■ Task directions
Write out the following records line for line, without altering anything.

# # # # #

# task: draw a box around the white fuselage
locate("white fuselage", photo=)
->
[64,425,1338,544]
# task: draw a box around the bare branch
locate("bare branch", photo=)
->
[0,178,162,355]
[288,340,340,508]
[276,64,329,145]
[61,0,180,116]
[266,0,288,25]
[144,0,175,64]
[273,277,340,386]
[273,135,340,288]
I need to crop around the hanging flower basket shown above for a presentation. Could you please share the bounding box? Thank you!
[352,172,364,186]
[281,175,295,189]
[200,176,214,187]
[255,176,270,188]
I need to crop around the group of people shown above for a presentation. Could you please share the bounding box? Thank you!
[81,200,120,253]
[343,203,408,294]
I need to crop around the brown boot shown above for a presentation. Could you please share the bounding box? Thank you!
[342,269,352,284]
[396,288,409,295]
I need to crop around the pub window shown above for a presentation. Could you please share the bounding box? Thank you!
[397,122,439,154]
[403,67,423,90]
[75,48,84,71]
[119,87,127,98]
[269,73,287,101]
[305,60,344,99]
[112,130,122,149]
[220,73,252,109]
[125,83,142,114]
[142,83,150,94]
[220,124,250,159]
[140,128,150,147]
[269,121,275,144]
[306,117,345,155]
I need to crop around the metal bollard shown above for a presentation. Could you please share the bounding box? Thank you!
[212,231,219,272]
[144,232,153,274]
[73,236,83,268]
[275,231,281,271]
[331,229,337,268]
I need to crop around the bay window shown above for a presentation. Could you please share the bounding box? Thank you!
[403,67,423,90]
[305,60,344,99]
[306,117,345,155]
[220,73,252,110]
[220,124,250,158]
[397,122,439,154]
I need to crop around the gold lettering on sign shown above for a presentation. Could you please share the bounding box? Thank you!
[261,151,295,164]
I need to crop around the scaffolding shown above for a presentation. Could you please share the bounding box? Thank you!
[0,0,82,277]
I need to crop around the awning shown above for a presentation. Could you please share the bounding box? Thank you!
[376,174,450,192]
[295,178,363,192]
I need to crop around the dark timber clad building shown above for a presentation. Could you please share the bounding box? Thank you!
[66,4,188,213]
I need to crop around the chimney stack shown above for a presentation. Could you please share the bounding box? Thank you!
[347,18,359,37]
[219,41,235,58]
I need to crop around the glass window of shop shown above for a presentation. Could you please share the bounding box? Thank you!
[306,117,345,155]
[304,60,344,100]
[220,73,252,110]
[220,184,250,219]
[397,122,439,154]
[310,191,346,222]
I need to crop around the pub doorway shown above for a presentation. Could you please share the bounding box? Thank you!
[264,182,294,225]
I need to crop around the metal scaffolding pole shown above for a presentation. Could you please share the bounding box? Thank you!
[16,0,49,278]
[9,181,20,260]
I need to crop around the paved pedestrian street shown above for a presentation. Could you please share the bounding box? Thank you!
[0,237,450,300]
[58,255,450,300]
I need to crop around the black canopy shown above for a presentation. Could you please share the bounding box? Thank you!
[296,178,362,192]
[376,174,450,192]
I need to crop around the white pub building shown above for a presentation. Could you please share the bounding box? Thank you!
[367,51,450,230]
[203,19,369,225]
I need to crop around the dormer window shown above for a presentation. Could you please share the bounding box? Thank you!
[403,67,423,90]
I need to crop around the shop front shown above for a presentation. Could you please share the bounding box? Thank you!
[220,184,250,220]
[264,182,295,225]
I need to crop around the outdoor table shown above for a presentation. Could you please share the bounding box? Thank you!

# # # # #

■ Result for this exercise
# task: draw a box around the white fuselage
locate("white fuselage", photo=)
->
[64,425,1338,544]
# task: draw a box around the bare branch
locate("bare branch", photo=)
->
[0,178,162,355]
[288,340,340,508]
[276,64,329,145]
[61,0,180,116]
[266,0,288,25]
[144,0,175,64]
[273,277,340,386]
[273,135,340,288]
I need to crop around the hanging flower basket shown above for a presentation. Could you please share the bounding box? Thank you!
[352,172,364,186]
[281,175,295,189]
[200,176,214,187]
[255,176,270,188]
I need to crop around the group of people shown above for a presentation. Could you please share the bounding box? Thank you!
[81,200,120,253]
[343,203,408,294]
I need to crop around the brown boot shown above for a presentation. Could you please share the bounding box? Thank you!
[342,269,352,284]
[396,288,409,295]
I need to crop around the pub window shown above for a presentation. Could you please share the bounding box? Thank you!
[397,122,439,154]
[403,67,423,90]
[75,48,84,71]
[119,87,127,98]
[269,73,287,101]
[305,60,344,99]
[112,130,122,149]
[220,73,252,109]
[125,83,142,114]
[142,83,150,94]
[220,124,250,159]
[140,128,150,147]
[269,121,275,144]
[306,117,345,155]
I need to crop around the metal bollard shown above for a presentation. Could you please share the bounding box? Thank you!
[212,231,219,272]
[144,232,153,274]
[73,236,83,268]
[275,231,281,271]
[331,229,337,268]
I need to crop around the bay window shown above for a presentation. Could you please share the bounding box? Thank you!
[403,67,423,90]
[305,60,344,99]
[306,117,345,155]
[220,73,252,110]
[220,124,250,158]
[397,122,439,154]
I need to crop around the gold lettering on sign shown above for a presentation. Could you please share the bounding box? Thank you!
[261,151,295,164]
I need to crop around the scaffolding shown above for a presentation. Could you please share the bounding box? Thank you!
[0,0,82,277]
I need to crop around the awning shown above for a presentation. Could you please share the bounding box? Thank you!
[376,174,450,192]
[295,178,363,192]
I need to crop around the dark timber clad building shown above for a presentation. Could you please share the bounding box? Thank you!
[66,4,188,213]
I need to crop around the chimney stack shown above for a presentation. Could you please share the bounding box? Thank you!
[347,18,359,37]
[219,41,235,58]
I need to crop around the glass window of shop shown above for a presentation. Could you please share the bounding box? Thank you!
[306,117,345,155]
[304,60,344,100]
[220,73,252,110]
[220,184,250,219]
[397,122,439,154]
[310,191,346,222]
I need to crop around the pub doorway shown above for a presentation. Could you please share the bounding box? Thank you!
[264,182,294,225]
I need to crop around the metal scaffolding pole shown above for a presentation. Could you please share the bounding box? Thank you!
[16,0,49,278]
[9,181,20,260]
I need to crop around the paved pedestrian street shown above for a presentation. Could you please share the bounding box? Thank you!
[0,237,450,300]
[58,255,450,300]
I need to crop around the black canopy shown above for a presentation. Could you please share the bounding box? Thank you!
[296,178,362,192]
[376,174,450,192]
I need to crop around the white pub building shown above for a presentation. Could you please share the bounding box? Thank you!
[367,51,450,230]
[203,19,369,225]
I need to crop around the dormer window shown above for a presentation. Could you please share the bounding box? Thank you!
[403,67,423,90]
I need to crop around the shop front shown above for a presentation. Could you please share the bounding box? Thank you!
[220,184,250,220]
[264,182,295,225]
I need to crop around the outdoor table shown above for a presentation. Could you please share the bounding box? Thank you!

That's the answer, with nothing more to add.